Reste quelques voix différentes, notamment celle de Patrick Viveret, pour qui la croissance est "insoutenable", et qui appellent à "sortir du monde de l'avoir" pour entrer dans "un développement de l'ordre de l'être"...
Au delà de ces discours théoriques, opposant toujours les libéraux et les interventionnistes en tous genres (non dénués d'arrières pensées et de cette envie altermondialiste de mettre le bordel pour s'accaparer un pouvoir politique qui mettra en oeuvre une contrainte publique redistributrice à leur avantage), Le Monde, a aussi une envoyée spéciale, Gaëlle Dupont, dans la vraie vie d'habitants de..Carhaix-Pouguer, dans le Finistère.
C'est la partie la plus intéressante du dossier.
Les personnes qu'a rencontré Gaëlle Dupont, elles se présentent comme "objecteurs de croissance", ou "décroissants".
De quoi s'agit-il ?
Anna et Arzhel ont un téléphone et une chaîne audio, mais pas de télé ni de frigo. Ils ne mangent que des céréales et des légumes frais biologiques.Anna est convaincue :
" Si nous continuons à abuser de ses ressources, les générations futures n'auront plus rien".
"Nous réduisons certaines choses comme la consommation de biens et d'énergie, mais nous y gagnons du temps pour nous, et la possibilité d'organiser notre vie comme nous le voulons".
Autre témoignage troublant, celui de Béatrice, qui a tout lâché d'un coup :
" J'avais un commerce à Brest, ça marchait bien, il ne restait qu'à le faire grossir....On veut gagner plus, avoir plus, mais à un moment on n'est pas satisfait de la vie qu'on a. On risque de tomber dans l'engrenage boulot, stress, médicaments, passivité".
Béatrice s'occupe maintenant du développement du commerce équitable, elle ne possède rien, elle vit "chez un ami"...
Cette recherche de l'autonomie complète sur le plan matériel, parfois en dépendant des autres, c'est un choix qui semble bien difficile et marginalisant, les témoignages ont tous un ton de petite angoisse.

> _Données fournies_:
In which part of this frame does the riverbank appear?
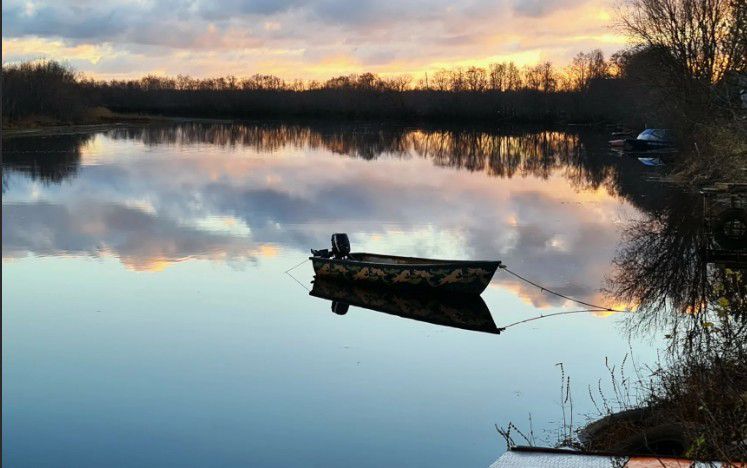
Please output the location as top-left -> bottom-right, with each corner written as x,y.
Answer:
2,108 -> 233,139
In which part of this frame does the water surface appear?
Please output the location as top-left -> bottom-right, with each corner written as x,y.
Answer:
2,124 -> 656,467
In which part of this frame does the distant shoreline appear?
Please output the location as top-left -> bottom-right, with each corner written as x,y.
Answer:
2,113 -> 609,139
2,114 -> 235,139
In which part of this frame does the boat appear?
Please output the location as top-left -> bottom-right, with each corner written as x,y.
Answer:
638,158 -> 666,167
309,233 -> 501,295
309,278 -> 502,334
609,128 -> 674,151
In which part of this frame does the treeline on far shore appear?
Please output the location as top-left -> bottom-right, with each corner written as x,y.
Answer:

> _Consigne A_: D'après le texte source, de quoi Béatrice s'occupe-t-elle aujourd'hui ?
> _Consigne B_: Dans le texte source, comment Béatrice justifie-t-elle le fait d'avoir tout lâché d'un coup ?
Les lignes proviennent d'une autre source que le texte source.

> _Réponse A_: Du développement du commerce équitable.

> _Réponse B_: Elle avait à Brest un commerce qui marchait bien et qu'il ne restait qu'à faire grossir. Selon elle, à force de vouloir gagner plus et avoir plus, on finit par ne plus être satisfait de sa vie, et on risque de tomber dans l'engrenage boulot, stress, médicaments, passivité.